▸ **Aim**: Report every line in the data below that contains the string "necklace", treating uppercase and lowercase letters as distinct.

▸ **Extracted material**:
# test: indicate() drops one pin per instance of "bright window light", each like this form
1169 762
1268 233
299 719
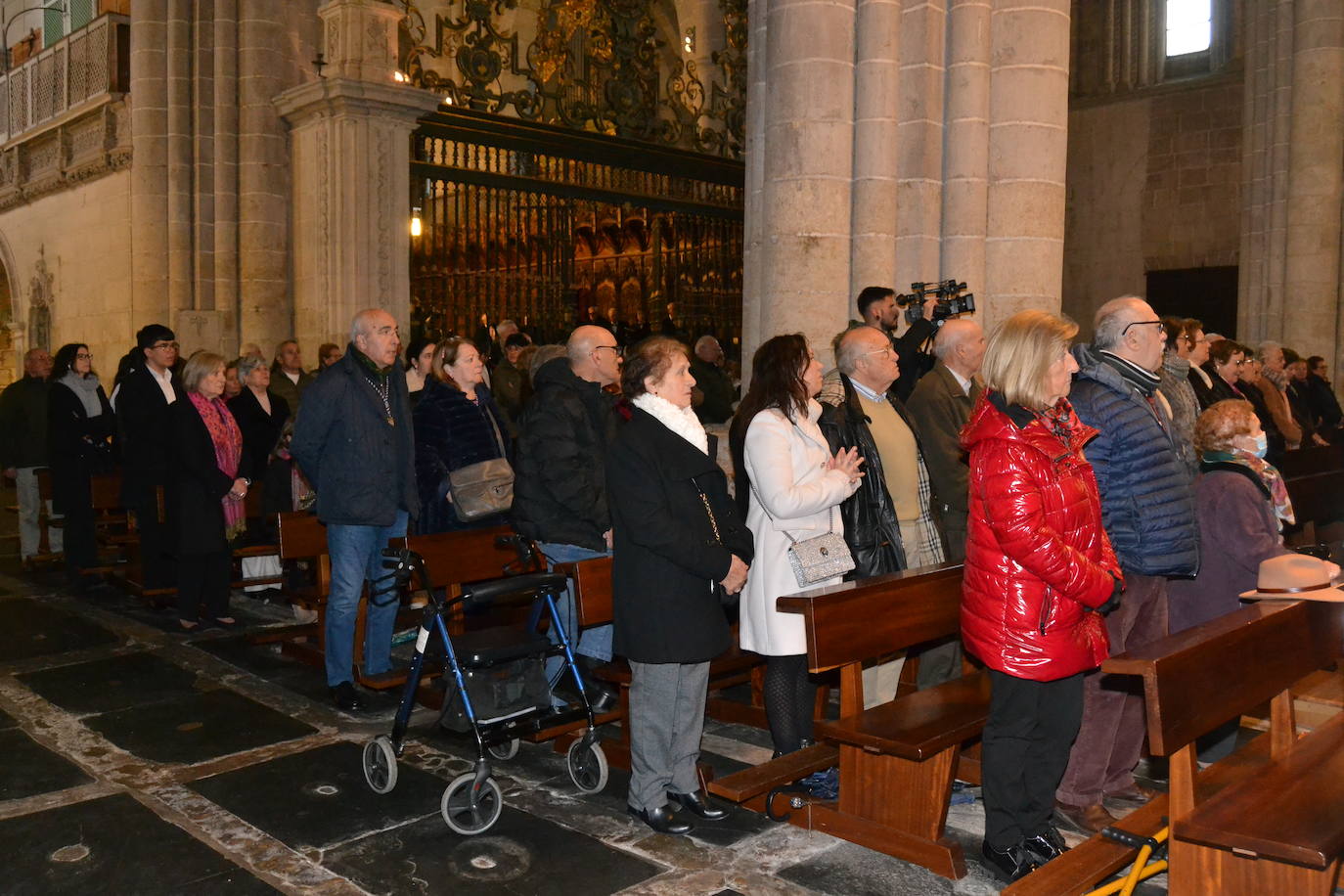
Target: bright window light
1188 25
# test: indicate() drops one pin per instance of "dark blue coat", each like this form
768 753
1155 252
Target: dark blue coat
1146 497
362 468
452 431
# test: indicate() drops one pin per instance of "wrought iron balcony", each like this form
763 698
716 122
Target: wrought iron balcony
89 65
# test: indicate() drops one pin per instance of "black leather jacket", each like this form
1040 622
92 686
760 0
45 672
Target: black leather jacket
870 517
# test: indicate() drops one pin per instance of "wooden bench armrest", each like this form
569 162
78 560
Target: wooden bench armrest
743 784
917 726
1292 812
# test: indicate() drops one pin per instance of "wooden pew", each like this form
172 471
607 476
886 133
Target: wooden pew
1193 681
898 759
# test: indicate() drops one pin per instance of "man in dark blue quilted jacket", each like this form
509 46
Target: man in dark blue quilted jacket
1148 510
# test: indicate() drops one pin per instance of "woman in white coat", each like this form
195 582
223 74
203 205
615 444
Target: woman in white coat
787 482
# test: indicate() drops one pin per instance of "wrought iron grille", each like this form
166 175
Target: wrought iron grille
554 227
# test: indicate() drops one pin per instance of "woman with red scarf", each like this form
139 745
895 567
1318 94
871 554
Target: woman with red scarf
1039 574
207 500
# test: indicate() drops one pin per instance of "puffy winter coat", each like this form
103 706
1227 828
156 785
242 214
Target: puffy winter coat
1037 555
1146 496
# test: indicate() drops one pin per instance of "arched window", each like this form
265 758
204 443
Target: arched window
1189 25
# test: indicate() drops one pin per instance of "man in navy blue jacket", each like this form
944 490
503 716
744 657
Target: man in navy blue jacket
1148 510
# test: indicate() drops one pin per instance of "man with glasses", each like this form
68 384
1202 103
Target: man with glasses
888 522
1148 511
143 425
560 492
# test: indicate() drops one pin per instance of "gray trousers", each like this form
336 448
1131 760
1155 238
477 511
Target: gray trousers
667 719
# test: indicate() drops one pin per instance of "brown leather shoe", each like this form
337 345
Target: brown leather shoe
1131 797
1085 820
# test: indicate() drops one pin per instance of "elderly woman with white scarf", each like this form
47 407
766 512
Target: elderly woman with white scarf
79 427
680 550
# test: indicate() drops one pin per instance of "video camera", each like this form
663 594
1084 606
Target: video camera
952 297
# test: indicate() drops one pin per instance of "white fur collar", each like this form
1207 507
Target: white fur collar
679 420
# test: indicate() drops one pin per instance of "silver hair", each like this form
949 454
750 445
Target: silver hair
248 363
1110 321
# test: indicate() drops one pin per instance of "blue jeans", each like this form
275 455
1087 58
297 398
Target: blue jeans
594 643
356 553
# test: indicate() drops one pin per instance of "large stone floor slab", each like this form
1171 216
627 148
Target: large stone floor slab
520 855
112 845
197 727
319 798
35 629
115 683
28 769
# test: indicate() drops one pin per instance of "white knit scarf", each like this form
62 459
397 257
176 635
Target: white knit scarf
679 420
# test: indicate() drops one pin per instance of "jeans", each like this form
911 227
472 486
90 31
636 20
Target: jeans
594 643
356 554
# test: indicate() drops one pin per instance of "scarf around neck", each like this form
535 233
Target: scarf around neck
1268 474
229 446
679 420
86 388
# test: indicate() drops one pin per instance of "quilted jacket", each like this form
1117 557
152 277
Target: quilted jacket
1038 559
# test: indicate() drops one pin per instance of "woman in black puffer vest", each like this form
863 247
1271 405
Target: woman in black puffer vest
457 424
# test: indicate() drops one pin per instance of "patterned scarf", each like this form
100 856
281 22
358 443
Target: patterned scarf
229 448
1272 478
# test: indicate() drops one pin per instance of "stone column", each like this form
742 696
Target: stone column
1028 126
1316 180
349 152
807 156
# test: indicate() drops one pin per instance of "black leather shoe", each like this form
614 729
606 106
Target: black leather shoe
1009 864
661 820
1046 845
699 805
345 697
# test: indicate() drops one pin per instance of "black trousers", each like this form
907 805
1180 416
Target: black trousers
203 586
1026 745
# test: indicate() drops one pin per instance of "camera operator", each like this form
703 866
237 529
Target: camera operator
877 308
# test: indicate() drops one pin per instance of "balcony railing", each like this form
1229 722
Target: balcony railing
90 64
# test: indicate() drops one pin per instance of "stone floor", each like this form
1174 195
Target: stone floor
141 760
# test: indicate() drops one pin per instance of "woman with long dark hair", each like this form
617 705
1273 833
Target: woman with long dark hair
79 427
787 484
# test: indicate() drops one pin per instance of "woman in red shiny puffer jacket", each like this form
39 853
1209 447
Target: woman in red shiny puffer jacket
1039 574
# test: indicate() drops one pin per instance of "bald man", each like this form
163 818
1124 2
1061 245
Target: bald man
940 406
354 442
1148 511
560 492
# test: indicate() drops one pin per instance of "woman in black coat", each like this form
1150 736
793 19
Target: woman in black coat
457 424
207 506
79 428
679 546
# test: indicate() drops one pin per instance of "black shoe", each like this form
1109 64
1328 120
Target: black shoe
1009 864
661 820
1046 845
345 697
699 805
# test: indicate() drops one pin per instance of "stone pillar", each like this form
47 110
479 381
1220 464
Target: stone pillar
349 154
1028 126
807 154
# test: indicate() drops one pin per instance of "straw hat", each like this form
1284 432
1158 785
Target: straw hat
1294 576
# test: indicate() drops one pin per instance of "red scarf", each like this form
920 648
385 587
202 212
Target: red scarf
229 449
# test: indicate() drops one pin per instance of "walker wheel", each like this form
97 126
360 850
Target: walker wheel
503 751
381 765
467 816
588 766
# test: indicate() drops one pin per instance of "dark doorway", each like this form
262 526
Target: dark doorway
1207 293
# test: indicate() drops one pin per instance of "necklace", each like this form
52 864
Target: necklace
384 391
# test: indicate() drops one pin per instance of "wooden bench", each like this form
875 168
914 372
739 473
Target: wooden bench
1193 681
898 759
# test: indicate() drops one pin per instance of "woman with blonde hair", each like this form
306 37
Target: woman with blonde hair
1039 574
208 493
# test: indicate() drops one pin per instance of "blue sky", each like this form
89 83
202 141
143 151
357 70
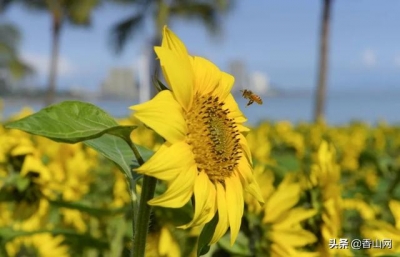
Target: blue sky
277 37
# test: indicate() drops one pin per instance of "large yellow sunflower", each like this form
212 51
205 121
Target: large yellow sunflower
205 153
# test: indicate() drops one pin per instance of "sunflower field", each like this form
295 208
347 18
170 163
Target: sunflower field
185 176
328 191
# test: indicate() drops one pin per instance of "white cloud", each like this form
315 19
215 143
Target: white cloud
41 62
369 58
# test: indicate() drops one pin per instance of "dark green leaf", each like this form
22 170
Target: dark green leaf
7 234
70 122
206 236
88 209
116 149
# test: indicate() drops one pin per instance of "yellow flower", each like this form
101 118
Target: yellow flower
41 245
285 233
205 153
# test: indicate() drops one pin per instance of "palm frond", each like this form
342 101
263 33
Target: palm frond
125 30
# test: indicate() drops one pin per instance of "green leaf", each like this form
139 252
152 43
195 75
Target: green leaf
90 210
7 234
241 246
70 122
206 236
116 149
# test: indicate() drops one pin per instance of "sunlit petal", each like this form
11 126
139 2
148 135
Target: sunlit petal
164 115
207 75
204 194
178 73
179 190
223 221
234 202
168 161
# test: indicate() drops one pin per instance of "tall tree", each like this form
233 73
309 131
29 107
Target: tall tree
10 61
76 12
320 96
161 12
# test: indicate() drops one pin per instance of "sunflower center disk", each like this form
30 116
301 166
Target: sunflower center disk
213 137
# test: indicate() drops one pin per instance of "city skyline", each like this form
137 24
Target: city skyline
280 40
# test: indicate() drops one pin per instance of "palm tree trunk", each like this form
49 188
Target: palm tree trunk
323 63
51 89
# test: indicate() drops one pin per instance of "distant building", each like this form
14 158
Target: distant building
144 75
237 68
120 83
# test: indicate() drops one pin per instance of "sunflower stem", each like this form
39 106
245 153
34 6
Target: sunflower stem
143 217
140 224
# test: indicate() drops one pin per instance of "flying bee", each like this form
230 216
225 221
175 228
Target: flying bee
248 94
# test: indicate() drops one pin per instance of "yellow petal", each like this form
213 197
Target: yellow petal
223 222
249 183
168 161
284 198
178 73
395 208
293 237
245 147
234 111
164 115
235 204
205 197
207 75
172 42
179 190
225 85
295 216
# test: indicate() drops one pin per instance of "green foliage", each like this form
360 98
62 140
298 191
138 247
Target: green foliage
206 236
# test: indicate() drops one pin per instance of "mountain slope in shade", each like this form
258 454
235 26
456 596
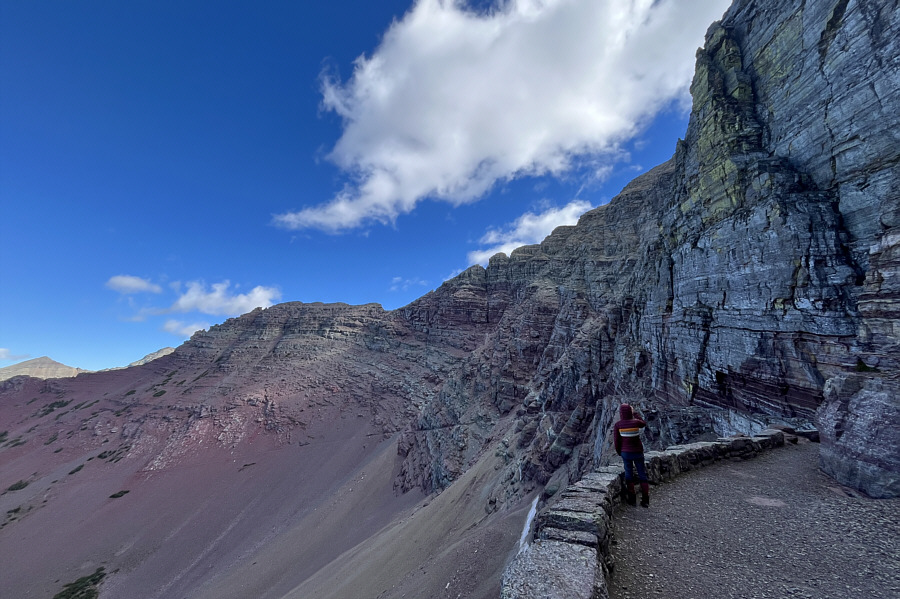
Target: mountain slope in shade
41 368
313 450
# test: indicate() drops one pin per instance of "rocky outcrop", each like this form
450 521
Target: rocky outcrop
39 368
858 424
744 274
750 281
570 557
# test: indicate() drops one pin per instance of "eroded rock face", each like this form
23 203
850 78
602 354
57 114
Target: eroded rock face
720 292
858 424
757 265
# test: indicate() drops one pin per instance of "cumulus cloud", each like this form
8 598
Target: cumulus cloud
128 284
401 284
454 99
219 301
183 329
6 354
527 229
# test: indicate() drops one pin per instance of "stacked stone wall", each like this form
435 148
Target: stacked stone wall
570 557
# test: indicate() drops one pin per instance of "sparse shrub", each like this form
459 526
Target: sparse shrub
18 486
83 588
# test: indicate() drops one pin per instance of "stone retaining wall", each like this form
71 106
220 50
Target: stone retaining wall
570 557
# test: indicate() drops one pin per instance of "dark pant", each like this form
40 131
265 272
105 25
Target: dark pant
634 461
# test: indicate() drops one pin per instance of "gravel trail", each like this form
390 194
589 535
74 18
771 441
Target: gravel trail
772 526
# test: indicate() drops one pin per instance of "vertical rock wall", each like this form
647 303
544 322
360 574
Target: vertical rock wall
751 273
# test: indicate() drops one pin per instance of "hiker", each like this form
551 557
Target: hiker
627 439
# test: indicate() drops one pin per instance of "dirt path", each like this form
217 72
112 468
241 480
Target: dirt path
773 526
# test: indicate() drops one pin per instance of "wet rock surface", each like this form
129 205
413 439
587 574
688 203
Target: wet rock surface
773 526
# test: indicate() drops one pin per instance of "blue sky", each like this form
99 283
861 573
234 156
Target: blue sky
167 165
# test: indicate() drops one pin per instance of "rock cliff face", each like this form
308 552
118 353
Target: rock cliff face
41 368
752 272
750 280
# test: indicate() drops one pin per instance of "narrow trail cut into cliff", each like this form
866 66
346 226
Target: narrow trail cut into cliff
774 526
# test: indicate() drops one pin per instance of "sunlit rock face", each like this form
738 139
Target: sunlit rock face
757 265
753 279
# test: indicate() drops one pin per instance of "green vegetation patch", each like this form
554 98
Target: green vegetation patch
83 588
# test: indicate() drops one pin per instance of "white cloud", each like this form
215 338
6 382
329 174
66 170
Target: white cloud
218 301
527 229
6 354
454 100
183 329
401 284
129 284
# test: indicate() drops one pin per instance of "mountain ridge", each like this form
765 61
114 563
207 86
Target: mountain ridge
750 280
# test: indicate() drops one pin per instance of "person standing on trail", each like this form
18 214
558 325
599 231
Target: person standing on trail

▸ **Reply to the task**:
# test: indicate() drops one pin per instance of "necklace", each like this form
Target: necklace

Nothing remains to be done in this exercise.